Brief => Extend the passage on the seqstrict attribute, picking up right after its last sentence.

Source text =>
------------------------------
The second is that the productions in LESSON-14-C-SYNTAX have been given a
seqstrict attribute. The value of this attribute has two parts. The first
is the name of a context alias sentence. The second is a comma-separated list
of integers. Each integer represents an index of a non-terminal in the
production, counting from 1. For each integer present, the compiler implicitly
generates a new context sentence according to the following rules:

  1. The compiler starts by looking for the context alias sentence named. If
    there is more than one, then one context sentence is created per
    context alias sentence with that name.
  2. For each context created, the variable HERE in the context alias is
    substituted with an instance of the production the seqstrict attribute is
    attached to. Each child of that production is a variable. The non-terminal
    indicated by the integer offset of the seqstrict attribute is given the name
    HOLE.
------------------------------
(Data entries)

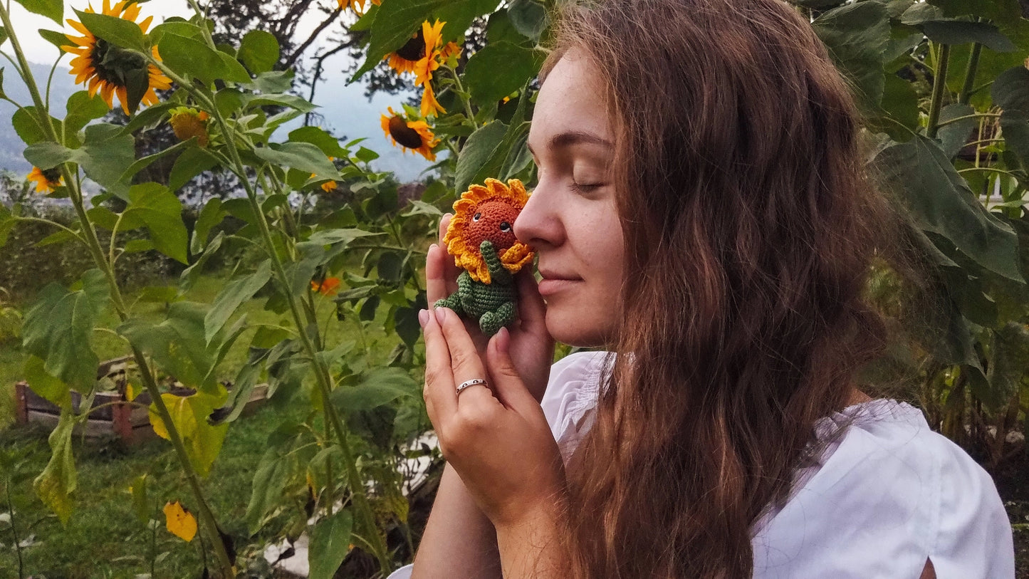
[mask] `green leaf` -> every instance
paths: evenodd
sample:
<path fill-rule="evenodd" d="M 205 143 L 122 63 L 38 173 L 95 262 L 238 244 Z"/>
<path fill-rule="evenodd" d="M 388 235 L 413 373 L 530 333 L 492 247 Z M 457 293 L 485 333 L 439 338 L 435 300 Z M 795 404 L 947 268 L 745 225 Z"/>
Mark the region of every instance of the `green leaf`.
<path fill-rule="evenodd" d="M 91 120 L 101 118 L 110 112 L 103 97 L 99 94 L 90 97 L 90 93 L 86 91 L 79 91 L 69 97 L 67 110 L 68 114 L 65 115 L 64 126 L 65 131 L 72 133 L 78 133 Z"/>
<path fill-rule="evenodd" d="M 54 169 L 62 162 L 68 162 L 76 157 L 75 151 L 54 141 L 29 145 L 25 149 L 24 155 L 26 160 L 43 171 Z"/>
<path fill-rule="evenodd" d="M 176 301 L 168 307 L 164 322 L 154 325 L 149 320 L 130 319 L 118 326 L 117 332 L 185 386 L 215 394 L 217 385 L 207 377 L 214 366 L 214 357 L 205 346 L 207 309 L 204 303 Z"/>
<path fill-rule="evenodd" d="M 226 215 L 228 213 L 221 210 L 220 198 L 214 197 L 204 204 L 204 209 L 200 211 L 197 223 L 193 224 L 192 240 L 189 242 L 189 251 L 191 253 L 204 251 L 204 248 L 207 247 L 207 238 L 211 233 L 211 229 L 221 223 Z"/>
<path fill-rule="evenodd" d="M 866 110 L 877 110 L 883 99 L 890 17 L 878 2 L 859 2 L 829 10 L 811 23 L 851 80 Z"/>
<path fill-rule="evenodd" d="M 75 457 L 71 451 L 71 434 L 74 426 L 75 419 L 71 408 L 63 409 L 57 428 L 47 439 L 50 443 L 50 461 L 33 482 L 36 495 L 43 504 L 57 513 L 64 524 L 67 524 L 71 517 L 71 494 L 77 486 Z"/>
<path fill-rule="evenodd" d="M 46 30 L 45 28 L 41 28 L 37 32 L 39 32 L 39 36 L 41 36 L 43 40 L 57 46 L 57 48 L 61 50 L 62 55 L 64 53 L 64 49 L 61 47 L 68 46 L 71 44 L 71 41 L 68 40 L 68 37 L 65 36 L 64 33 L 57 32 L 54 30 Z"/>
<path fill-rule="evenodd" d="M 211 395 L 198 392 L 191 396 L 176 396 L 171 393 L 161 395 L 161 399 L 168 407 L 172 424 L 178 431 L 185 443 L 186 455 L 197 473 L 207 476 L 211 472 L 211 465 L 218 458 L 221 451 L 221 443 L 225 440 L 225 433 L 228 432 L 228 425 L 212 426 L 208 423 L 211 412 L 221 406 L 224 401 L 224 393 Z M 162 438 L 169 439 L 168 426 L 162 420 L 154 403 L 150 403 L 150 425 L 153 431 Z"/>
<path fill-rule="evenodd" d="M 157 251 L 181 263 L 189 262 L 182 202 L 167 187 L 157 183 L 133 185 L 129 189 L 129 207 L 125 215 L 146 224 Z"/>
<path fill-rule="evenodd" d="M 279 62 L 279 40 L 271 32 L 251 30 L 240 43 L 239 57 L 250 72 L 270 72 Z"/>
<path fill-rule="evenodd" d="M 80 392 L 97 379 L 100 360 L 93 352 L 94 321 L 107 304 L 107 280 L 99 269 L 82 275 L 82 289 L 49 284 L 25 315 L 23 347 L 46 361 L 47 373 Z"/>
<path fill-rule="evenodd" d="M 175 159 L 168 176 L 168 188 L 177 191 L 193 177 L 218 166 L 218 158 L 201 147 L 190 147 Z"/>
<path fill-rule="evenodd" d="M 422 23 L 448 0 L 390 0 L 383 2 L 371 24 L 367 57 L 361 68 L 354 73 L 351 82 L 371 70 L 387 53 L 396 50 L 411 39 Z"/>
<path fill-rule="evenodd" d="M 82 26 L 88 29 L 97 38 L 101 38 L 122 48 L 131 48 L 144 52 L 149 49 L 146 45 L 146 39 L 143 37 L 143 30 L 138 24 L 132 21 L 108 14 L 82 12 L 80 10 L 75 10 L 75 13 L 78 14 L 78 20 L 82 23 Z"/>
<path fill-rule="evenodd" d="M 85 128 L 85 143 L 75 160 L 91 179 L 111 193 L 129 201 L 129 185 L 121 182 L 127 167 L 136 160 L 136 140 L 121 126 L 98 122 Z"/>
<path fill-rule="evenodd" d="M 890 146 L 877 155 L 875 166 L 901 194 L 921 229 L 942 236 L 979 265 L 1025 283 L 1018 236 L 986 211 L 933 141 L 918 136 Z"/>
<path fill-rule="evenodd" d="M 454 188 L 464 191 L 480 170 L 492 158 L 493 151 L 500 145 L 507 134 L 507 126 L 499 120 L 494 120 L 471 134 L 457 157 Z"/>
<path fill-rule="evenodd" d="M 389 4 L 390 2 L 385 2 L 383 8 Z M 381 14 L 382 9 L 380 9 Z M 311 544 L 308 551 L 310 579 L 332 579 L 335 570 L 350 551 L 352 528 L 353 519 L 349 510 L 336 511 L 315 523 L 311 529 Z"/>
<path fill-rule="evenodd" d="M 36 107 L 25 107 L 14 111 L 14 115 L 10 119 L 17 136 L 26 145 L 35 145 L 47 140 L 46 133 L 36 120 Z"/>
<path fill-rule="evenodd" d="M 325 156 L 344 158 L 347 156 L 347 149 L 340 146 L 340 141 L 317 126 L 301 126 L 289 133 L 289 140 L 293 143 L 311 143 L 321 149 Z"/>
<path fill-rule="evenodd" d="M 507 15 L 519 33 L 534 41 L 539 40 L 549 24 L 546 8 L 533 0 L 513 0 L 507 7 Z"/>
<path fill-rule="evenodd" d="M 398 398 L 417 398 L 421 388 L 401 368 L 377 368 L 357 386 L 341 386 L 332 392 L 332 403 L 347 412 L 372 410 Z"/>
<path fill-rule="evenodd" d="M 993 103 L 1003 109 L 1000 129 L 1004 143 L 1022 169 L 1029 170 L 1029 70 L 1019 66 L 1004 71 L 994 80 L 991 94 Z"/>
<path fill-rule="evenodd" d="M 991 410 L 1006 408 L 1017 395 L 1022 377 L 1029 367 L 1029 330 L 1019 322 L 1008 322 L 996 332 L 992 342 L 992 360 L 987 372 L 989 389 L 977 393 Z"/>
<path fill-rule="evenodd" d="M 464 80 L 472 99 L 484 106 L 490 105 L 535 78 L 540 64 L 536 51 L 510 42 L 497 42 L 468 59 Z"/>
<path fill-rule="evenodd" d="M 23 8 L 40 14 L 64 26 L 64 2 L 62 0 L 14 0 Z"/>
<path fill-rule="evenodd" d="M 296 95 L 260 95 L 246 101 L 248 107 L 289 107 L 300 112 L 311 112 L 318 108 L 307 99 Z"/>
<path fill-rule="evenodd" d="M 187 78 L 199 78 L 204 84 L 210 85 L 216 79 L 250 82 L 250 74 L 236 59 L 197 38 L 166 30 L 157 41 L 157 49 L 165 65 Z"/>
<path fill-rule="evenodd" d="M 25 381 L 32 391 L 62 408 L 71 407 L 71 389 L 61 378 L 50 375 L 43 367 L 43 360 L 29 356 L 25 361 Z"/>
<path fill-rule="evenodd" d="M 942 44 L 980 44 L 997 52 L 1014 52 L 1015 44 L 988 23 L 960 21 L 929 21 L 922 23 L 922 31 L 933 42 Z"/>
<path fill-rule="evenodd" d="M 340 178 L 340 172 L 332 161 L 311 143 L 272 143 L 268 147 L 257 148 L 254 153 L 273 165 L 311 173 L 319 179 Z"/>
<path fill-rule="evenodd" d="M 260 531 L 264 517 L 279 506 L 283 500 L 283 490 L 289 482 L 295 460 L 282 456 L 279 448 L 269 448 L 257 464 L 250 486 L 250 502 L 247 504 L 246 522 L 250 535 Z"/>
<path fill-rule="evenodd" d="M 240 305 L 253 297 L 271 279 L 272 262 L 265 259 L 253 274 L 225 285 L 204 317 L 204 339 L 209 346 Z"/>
------------------------------
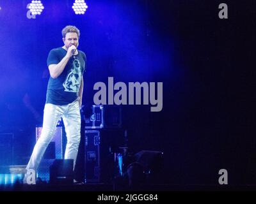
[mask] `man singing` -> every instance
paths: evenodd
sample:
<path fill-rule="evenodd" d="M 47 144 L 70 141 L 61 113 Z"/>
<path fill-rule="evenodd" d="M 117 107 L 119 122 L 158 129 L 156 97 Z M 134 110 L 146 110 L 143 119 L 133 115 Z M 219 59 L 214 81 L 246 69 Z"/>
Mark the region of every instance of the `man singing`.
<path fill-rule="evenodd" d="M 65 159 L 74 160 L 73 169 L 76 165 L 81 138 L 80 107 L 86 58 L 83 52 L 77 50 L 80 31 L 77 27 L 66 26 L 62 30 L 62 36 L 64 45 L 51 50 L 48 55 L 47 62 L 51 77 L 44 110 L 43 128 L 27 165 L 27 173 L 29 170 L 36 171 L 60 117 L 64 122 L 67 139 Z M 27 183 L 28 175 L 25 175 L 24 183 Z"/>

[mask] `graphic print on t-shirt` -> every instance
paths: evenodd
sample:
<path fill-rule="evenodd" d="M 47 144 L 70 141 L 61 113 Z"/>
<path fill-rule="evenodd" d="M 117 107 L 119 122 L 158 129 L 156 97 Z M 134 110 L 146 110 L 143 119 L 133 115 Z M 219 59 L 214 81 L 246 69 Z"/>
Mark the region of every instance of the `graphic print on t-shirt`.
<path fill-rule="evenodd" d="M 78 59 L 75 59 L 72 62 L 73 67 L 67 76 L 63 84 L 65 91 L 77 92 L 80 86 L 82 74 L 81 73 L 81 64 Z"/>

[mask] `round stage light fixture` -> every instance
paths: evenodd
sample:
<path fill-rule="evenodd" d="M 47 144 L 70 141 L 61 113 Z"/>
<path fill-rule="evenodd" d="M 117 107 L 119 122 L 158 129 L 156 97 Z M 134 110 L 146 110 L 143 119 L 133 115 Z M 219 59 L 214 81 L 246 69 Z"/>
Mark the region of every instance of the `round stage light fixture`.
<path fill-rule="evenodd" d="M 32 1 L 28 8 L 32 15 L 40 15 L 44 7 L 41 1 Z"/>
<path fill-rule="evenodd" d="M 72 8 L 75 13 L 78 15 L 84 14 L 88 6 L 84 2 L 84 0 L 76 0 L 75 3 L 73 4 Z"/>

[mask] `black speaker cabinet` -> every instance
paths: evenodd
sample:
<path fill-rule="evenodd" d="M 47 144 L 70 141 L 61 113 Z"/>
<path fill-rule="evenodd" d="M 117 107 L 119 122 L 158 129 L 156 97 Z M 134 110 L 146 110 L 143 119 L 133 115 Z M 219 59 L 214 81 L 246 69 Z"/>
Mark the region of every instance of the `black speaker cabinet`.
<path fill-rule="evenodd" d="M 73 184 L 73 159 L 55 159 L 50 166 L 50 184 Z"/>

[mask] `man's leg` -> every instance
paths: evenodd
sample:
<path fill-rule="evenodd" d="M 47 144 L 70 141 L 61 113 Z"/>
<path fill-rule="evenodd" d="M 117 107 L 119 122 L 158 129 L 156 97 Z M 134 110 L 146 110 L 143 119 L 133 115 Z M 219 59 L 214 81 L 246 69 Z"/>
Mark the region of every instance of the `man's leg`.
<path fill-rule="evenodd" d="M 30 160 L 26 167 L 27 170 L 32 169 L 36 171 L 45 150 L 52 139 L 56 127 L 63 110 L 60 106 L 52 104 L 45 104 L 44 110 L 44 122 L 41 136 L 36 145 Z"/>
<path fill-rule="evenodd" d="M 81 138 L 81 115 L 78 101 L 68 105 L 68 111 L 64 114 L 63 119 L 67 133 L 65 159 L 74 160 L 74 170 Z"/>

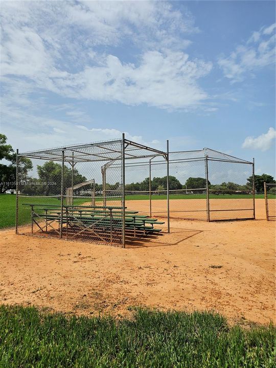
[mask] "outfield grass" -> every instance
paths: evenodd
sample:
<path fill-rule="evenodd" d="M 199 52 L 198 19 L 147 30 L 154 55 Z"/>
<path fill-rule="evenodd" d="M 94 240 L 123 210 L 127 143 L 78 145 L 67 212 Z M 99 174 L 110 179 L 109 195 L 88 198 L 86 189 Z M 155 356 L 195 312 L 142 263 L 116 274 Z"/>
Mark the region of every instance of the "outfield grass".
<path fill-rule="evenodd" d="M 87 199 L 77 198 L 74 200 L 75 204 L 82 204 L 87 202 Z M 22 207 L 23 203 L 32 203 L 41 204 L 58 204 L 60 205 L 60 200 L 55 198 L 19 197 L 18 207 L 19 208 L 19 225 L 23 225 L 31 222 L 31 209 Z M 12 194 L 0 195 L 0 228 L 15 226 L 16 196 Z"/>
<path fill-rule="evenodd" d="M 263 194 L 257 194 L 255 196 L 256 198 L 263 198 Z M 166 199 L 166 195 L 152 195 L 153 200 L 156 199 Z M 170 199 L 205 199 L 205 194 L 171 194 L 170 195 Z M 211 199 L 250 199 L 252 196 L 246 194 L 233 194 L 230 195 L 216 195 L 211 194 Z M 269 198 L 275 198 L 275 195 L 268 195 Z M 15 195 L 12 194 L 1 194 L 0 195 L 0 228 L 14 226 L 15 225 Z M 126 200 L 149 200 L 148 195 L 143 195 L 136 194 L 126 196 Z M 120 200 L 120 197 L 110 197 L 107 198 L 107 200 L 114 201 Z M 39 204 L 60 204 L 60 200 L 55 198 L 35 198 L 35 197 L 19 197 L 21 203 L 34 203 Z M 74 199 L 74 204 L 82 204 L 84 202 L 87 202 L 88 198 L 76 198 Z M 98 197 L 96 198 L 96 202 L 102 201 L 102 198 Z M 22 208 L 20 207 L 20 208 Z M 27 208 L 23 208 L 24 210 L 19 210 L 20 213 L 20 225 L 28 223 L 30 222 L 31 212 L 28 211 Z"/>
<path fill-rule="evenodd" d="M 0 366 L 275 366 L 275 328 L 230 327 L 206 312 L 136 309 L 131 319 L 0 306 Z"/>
------------------------------
Reply =>
  3. For each integer offset prior in the list to the one currently being
    processed, the predicate isKResult(E) is conjuncted together and included
    as a side condition, where E is the child of the production term with that
    offset, starting from 1. For example, if the attribute lists 1, 2, then
    the rule generated for the 2 will include isKResult(E1) where E1 is the
    first child of the production.

As you can see if you work through the process, the above code will ultimately
generate the same contexts present in LESSON-14-B.

Finally, note that there are a few minor syntactic conveniences provided by the
seqstrict attribute. First, in the special case of the context alias sentence
being <k> HERE ...</k>, you can omit both the context alias sentence
and the name from the seqstrict attribute.

Second, if the numbered list of offsets contains every non-terminal in the
production, it can be omitted from the attribute value.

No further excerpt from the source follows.